┌────────

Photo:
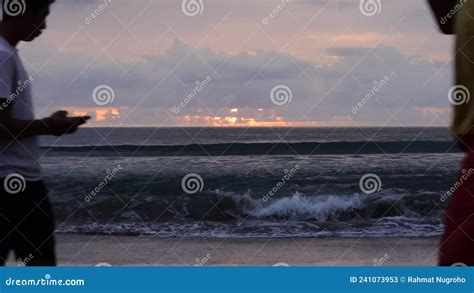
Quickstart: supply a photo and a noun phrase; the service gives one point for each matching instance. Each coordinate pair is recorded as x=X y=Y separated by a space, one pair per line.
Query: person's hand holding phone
x=60 y=124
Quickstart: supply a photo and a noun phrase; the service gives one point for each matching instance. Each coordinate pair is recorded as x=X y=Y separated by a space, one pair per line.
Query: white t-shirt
x=19 y=156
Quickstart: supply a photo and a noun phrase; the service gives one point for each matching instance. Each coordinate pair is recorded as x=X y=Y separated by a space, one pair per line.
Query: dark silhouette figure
x=26 y=219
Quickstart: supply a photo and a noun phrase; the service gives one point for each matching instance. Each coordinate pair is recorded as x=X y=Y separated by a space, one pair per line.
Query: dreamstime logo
x=274 y=13
x=103 y=95
x=14 y=183
x=90 y=18
x=452 y=13
x=14 y=7
x=281 y=95
x=463 y=177
x=192 y=183
x=459 y=95
x=103 y=264
x=370 y=183
x=370 y=7
x=107 y=179
x=378 y=85
x=202 y=261
x=192 y=7
x=21 y=87
x=288 y=175
x=378 y=262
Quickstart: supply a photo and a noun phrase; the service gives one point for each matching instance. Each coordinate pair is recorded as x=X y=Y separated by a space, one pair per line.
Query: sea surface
x=255 y=182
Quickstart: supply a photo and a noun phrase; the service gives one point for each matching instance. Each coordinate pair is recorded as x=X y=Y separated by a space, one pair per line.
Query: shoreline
x=105 y=250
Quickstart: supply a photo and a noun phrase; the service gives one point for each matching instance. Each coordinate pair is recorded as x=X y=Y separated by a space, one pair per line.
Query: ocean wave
x=337 y=210
x=258 y=149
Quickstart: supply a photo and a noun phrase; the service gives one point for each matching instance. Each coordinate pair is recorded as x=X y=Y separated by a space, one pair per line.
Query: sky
x=243 y=63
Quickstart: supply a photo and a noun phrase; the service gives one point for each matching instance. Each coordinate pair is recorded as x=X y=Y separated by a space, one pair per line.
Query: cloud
x=153 y=56
x=320 y=91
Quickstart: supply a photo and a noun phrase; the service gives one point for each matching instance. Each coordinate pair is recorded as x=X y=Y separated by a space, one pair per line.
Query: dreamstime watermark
x=287 y=177
x=91 y=17
x=103 y=95
x=370 y=7
x=459 y=95
x=370 y=183
x=103 y=264
x=463 y=177
x=200 y=262
x=281 y=95
x=200 y=85
x=192 y=183
x=377 y=86
x=110 y=175
x=14 y=183
x=21 y=87
x=378 y=262
x=266 y=20
x=452 y=12
x=14 y=7
x=192 y=7
x=24 y=262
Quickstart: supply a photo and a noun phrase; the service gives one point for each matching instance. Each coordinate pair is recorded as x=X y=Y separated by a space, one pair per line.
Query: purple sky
x=326 y=62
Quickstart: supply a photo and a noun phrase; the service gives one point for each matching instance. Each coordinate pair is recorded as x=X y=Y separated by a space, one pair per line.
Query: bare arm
x=57 y=124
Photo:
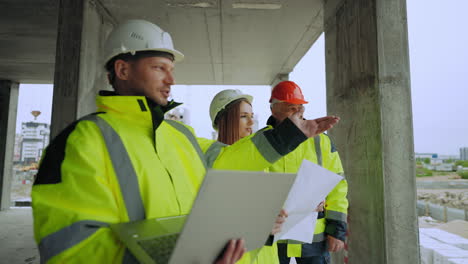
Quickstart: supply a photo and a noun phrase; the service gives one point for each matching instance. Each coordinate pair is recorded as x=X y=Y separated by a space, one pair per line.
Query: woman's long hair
x=227 y=122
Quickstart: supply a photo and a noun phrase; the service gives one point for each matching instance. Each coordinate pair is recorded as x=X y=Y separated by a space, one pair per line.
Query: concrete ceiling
x=224 y=41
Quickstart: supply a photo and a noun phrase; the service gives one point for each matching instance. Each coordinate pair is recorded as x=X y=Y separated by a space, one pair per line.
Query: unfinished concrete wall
x=368 y=85
x=83 y=26
x=8 y=108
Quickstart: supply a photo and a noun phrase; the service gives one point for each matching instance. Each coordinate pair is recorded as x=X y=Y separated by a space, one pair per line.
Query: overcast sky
x=439 y=81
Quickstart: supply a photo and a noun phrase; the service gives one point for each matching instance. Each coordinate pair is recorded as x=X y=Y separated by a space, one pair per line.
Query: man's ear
x=122 y=69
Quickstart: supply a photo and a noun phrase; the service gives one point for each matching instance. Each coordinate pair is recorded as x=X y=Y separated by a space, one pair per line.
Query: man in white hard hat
x=126 y=163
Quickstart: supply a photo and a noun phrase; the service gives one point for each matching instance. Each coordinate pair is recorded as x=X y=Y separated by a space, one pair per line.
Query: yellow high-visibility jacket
x=319 y=150
x=126 y=163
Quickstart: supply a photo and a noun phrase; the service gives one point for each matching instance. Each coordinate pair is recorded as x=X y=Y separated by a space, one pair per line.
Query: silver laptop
x=230 y=204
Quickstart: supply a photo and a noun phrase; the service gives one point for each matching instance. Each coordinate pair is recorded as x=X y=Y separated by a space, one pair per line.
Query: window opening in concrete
x=32 y=137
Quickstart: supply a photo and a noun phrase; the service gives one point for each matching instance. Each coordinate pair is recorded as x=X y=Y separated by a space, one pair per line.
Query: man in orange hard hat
x=330 y=229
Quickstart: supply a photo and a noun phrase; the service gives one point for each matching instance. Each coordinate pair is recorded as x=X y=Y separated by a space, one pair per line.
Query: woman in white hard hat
x=232 y=116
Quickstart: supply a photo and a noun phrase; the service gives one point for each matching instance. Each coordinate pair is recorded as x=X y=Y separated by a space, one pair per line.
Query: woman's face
x=245 y=120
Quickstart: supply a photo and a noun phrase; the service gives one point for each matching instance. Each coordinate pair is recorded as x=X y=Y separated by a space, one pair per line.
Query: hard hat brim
x=178 y=56
x=249 y=98
x=291 y=101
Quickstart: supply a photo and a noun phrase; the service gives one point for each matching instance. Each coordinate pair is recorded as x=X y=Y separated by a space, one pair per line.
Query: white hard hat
x=222 y=99
x=138 y=35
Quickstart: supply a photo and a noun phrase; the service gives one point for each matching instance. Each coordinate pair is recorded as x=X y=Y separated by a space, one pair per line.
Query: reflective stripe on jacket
x=120 y=165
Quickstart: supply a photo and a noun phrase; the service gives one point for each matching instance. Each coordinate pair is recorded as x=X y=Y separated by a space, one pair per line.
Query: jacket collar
x=136 y=107
x=271 y=121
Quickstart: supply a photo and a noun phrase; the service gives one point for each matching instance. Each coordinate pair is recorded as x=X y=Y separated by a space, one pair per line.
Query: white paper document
x=312 y=185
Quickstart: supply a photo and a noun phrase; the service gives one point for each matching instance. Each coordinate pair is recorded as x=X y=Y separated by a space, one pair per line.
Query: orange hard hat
x=288 y=91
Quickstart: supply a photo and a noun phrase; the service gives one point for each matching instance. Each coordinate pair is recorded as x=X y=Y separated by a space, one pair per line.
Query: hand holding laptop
x=280 y=219
x=235 y=249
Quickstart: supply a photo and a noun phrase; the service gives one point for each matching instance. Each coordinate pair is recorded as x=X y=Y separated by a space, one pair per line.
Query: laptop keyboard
x=160 y=248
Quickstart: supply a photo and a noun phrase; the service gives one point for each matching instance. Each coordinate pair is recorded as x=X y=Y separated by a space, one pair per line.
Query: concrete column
x=8 y=109
x=83 y=26
x=368 y=85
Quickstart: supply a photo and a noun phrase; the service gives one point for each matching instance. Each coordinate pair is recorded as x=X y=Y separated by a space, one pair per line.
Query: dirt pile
x=450 y=199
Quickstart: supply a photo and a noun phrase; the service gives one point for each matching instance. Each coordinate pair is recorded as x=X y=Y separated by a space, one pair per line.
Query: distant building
x=179 y=114
x=426 y=155
x=464 y=153
x=17 y=148
x=35 y=137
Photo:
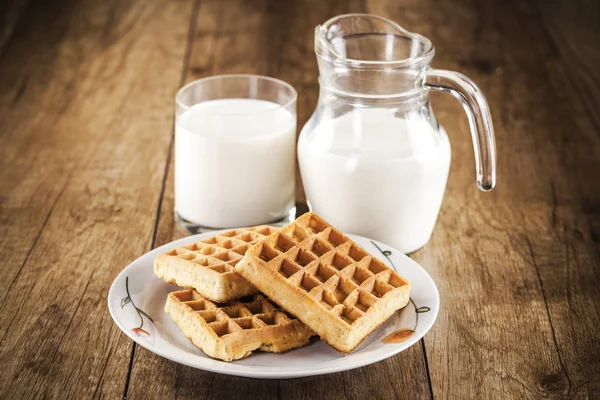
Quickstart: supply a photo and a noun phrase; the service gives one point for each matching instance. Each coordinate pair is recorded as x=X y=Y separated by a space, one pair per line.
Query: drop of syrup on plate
x=398 y=336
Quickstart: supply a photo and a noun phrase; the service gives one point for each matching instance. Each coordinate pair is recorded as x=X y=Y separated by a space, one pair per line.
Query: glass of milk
x=235 y=138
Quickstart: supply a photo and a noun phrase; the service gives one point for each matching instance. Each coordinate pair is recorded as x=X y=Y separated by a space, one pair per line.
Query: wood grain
x=86 y=186
x=78 y=119
x=276 y=39
x=511 y=270
x=574 y=27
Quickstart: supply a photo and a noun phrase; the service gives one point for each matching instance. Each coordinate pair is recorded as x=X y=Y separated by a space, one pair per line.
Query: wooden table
x=86 y=186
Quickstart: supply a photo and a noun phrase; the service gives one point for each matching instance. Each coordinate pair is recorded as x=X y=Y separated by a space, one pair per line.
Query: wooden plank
x=516 y=268
x=84 y=129
x=574 y=27
x=272 y=38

└────────

What you have to do:
Collect every line of the data that contains the word "concrete", treating uppercase and lowercase letters as distinct.

Written solution:
Query: concrete ceiling
Query: unfinished concrete wall
Query: window opening in concrete
Query: concrete column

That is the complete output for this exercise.